**DATA PROVIDED:**
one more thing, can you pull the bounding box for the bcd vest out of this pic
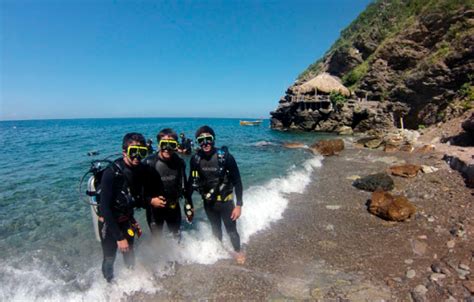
[146,153,185,204]
[192,147,233,199]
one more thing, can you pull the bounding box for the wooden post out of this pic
[400,116,404,130]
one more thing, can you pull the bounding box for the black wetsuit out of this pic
[145,152,192,236]
[179,138,193,155]
[98,158,148,282]
[190,147,243,252]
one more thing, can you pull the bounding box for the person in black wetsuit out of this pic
[189,125,245,264]
[145,128,194,238]
[177,133,193,155]
[146,139,154,153]
[98,132,150,282]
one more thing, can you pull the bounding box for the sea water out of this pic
[0,118,330,301]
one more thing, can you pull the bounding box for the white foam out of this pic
[1,155,323,301]
[251,140,278,147]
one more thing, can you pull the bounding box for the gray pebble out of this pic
[455,268,469,279]
[430,273,446,282]
[413,284,428,295]
[446,240,455,249]
[441,267,451,275]
[431,263,441,273]
[459,263,470,271]
[406,270,416,279]
[405,259,414,265]
[392,277,403,283]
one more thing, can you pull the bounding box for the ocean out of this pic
[0,118,330,301]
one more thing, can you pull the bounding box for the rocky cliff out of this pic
[271,0,474,132]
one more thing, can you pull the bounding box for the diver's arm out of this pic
[226,154,243,206]
[99,168,125,241]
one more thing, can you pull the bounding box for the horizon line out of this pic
[0,116,270,122]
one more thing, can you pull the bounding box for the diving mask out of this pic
[159,139,178,151]
[196,134,214,146]
[126,145,148,160]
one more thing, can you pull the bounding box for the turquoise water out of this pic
[0,118,330,300]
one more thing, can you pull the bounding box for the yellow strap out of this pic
[216,194,233,202]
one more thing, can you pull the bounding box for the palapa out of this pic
[297,73,350,96]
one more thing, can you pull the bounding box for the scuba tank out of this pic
[79,154,120,242]
[87,173,101,242]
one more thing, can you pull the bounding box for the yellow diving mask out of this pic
[196,134,214,146]
[126,145,148,160]
[159,139,178,151]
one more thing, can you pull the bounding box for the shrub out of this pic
[343,61,369,87]
[459,82,474,101]
[330,91,348,108]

**PROBLEM:** Print all the entries exactly as they appear, without the pictures.

**COMPLETED TASK:**
one more thing, can you pull the bounding box for the bcd vest out of this pic
[146,153,185,204]
[192,147,233,199]
one more thing, can you pull the bounding box for the wooden post out of this pic
[400,116,404,130]
one more thing, can you pull the bounding box for the black wetsuit out of this pic
[145,152,192,236]
[179,138,193,155]
[98,158,148,282]
[190,147,243,252]
one more thing, can you pull the bounding box for the person in black wetsuit out of this pic
[189,125,245,264]
[145,128,194,238]
[177,133,193,155]
[146,139,154,153]
[98,132,150,282]
one more thing, can you pull the bounding box for the sea water out of this pic
[0,118,330,301]
one more thing, can you pull the bounding box for the white foam out of this pic
[1,155,323,301]
[251,140,278,147]
one more thing, can you pull the bounding box for the gray pebble out of this pic
[455,268,469,279]
[430,273,446,282]
[413,284,428,295]
[446,240,455,249]
[441,267,451,275]
[431,263,441,273]
[459,263,470,271]
[406,270,416,279]
[405,259,414,265]
[392,277,403,283]
one more thing, can you pull the bounding box for the ocean out of this pic
[0,118,330,301]
one more thing, can you pull the bounding box for the rocky cliff out of this pic
[271,0,474,132]
one more thing, can you pull the bounding box for the diver's arm out of this pic
[226,154,243,206]
[99,168,125,241]
one more thing, can you pull the bounding box for the horizon line out of this pic
[0,116,270,122]
one more thing, can you pull the bounding box for the diving mask out of this pic
[159,139,178,151]
[196,134,214,146]
[126,145,148,160]
one more thing, can you pull the bounding box for the turquoise water out of this pic
[0,118,330,300]
one more thing, can you pull the bounding box for the yellow strap out of this pic
[216,194,233,202]
one more thing, can you pull the bounding box for the palapa out of this pic
[297,73,350,96]
one more thing, can you pull the bounding box for the scuba tank out of this pic
[79,154,120,242]
[87,173,101,242]
one more thing, can you pull the bounding box for the yellow diving mask out of this pic
[196,134,214,146]
[126,145,148,160]
[159,139,178,151]
one more thing, can you pull the bounding box for the shrub out of this pic
[343,61,369,87]
[459,82,474,101]
[330,91,348,108]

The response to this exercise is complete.